Reproduce the rows below verbatim, from the line containing "Provide one point per instance of the leafy" through the line containing "x=105 y=105", both included, and output nothing else.

## Begin Record list

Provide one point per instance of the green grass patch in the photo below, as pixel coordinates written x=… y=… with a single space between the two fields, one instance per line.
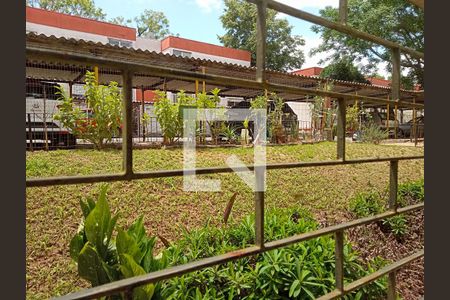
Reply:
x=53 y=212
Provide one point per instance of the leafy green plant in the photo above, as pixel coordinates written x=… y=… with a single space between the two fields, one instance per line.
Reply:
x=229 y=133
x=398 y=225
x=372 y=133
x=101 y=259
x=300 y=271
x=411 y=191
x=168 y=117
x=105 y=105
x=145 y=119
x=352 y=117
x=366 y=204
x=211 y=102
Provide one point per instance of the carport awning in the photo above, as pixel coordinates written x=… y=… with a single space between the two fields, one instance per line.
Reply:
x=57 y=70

## End Record list
## Begin Record list

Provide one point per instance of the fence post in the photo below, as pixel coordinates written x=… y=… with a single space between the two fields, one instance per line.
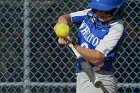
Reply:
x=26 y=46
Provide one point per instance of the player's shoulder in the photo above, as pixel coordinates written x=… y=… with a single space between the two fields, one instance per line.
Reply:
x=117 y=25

## End Record list

Full answer
Provide one point per instance of the leafy green plant in the photo above, as pixel coordinates written x=… y=… with a single space between the two fields, one instance per line.
Reply:
x=229 y=133
x=398 y=225
x=372 y=133
x=101 y=259
x=300 y=271
x=411 y=191
x=168 y=117
x=105 y=105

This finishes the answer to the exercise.